━━━ Extracted material

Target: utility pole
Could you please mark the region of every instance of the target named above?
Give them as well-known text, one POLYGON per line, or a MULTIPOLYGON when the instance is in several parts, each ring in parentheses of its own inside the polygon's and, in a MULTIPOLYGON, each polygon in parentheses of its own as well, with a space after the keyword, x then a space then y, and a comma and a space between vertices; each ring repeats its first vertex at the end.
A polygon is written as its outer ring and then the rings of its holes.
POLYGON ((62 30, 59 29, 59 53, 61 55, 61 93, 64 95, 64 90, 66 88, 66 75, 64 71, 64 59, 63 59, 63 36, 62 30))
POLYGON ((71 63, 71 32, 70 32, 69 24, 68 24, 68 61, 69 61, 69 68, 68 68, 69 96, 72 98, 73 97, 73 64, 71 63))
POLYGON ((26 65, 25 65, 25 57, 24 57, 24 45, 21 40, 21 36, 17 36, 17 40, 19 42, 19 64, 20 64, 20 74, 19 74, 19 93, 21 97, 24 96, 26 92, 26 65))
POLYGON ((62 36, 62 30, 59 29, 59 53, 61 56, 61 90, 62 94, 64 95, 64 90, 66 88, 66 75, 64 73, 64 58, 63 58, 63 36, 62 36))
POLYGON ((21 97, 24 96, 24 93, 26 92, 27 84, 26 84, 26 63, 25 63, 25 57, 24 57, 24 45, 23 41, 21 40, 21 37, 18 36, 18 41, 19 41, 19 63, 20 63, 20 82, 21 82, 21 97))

━━━━━━

__Task brief__. The complete listing, from first line to last, should be copied verbatim.

__Reply to the task__.
Target: utility pole
Could you please mark the region of every instance of the target named above?
Give them as well-known text, one POLYGON per line, or a MULTIPOLYGON when the instance is in several parts, each ring in parentheses of its own inside the polygon's and, in a MULTIPOLYGON, each polygon in parentheses of its own as well, with a space after the keyword, x then a space then y, and a comma and a space between vertices; each ring repeats its first vertex at the end.
A polygon is written as its outer ring and then the rings of its holes.
POLYGON ((62 30, 59 29, 59 53, 61 55, 61 93, 64 95, 64 90, 66 88, 66 75, 64 71, 64 59, 63 59, 63 36, 62 30))
POLYGON ((71 63, 71 32, 70 32, 69 24, 68 24, 68 61, 69 61, 69 68, 68 68, 69 96, 72 98, 73 97, 73 64, 71 63))
POLYGON ((26 65, 25 65, 25 57, 24 57, 24 45, 21 40, 21 36, 17 36, 17 40, 19 42, 19 64, 20 64, 20 74, 19 74, 19 93, 21 97, 24 96, 26 92, 26 65))
POLYGON ((62 36, 62 30, 59 29, 59 53, 61 56, 61 90, 62 94, 64 95, 64 90, 66 88, 66 75, 64 73, 64 58, 63 58, 63 36, 62 36))
POLYGON ((21 97, 24 96, 24 93, 26 92, 27 84, 26 84, 26 63, 25 63, 25 57, 24 57, 24 45, 23 41, 21 40, 21 37, 18 36, 18 41, 19 41, 19 63, 20 63, 20 82, 21 82, 21 97))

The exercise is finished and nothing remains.